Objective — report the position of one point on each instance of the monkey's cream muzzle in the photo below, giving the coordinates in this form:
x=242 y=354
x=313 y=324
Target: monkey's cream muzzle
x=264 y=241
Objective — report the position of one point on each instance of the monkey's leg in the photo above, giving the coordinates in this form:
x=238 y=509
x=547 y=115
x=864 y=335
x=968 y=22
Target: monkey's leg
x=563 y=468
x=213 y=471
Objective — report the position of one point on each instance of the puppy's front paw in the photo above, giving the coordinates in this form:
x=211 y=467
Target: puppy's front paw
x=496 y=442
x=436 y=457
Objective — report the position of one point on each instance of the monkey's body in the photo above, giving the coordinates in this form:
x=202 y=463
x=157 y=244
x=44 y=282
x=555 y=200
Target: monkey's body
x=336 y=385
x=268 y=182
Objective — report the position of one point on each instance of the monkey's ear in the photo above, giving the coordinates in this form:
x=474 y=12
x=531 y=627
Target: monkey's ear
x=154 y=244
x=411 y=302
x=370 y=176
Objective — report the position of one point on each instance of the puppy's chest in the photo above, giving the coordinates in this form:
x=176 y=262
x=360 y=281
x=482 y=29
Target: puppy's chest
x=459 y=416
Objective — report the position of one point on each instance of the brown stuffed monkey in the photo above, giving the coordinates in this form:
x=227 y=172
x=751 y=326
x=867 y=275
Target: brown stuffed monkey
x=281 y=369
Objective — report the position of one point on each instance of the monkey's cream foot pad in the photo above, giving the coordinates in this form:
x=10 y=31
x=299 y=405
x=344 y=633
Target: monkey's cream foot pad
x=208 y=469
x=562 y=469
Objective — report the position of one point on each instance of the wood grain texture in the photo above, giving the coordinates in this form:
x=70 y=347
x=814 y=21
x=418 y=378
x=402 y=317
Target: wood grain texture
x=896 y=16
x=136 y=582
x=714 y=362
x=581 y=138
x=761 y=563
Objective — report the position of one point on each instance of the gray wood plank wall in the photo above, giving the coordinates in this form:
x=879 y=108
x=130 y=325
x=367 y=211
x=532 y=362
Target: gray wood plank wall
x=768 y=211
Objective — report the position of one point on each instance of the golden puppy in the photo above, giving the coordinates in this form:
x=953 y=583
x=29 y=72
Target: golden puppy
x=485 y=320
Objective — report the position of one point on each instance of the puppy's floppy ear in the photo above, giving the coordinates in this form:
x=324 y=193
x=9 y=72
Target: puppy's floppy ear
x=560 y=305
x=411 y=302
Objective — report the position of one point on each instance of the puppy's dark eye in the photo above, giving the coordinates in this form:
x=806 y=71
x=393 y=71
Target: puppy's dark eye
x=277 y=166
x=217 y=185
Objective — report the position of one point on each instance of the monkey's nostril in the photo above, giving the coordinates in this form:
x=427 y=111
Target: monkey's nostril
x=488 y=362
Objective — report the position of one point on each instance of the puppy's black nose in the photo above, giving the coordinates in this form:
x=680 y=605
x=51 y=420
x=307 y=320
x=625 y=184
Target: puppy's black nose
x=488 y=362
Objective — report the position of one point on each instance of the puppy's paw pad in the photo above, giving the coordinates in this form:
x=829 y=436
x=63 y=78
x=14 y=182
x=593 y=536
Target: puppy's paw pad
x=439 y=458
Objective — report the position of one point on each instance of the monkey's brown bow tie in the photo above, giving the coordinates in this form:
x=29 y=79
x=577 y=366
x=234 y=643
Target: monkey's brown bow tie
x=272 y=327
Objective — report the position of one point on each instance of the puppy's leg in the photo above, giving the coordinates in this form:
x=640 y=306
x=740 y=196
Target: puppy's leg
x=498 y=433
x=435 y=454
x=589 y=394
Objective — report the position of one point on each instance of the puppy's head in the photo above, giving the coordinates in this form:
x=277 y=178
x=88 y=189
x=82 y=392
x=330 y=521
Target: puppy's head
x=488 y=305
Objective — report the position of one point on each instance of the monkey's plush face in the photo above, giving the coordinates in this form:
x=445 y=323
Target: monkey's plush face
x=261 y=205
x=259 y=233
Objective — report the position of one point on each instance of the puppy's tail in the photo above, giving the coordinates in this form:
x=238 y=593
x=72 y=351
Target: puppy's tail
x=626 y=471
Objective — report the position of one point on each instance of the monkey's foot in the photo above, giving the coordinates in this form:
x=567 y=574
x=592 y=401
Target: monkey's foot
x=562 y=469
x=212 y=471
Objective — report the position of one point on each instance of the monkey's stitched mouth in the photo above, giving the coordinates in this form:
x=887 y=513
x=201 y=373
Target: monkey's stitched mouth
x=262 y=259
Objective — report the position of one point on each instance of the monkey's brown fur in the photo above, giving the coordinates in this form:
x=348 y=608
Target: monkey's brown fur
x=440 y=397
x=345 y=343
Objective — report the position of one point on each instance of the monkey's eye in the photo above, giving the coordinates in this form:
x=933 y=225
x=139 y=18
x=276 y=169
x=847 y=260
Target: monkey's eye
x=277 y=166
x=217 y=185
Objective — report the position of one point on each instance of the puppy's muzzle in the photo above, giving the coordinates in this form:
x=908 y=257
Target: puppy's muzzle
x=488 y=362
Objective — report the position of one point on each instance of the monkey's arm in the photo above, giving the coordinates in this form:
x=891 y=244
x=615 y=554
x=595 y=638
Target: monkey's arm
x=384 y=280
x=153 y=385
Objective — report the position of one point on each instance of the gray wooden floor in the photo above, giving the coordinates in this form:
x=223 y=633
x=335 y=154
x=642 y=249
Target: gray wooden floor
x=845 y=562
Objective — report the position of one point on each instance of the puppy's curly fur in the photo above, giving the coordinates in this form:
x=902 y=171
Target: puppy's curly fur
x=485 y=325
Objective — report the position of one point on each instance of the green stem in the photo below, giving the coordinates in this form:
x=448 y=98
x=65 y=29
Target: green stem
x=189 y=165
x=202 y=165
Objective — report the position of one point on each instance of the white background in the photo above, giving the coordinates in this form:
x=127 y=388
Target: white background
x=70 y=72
──────────
== THE TASK ==
Rewrite the records starting at the line that contains "the monkey's ear" and ending at the line that contains "x=459 y=416", swapping "puppy's chest" for "puppy's belly" and leaving everything else as it is.

== RESULT BELOW ==
Objective — report the position of one point on each instance of the monkey's ear in the photo above, giving the coordinates in this form:
x=474 y=12
x=531 y=627
Target: monkey's ear
x=154 y=244
x=411 y=302
x=370 y=176
Objective — report the position of one point on each instance of the puppy's belly in the photo above, giving the coordinates in this form:
x=176 y=262
x=360 y=281
x=482 y=29
Target: puppy's belly
x=459 y=416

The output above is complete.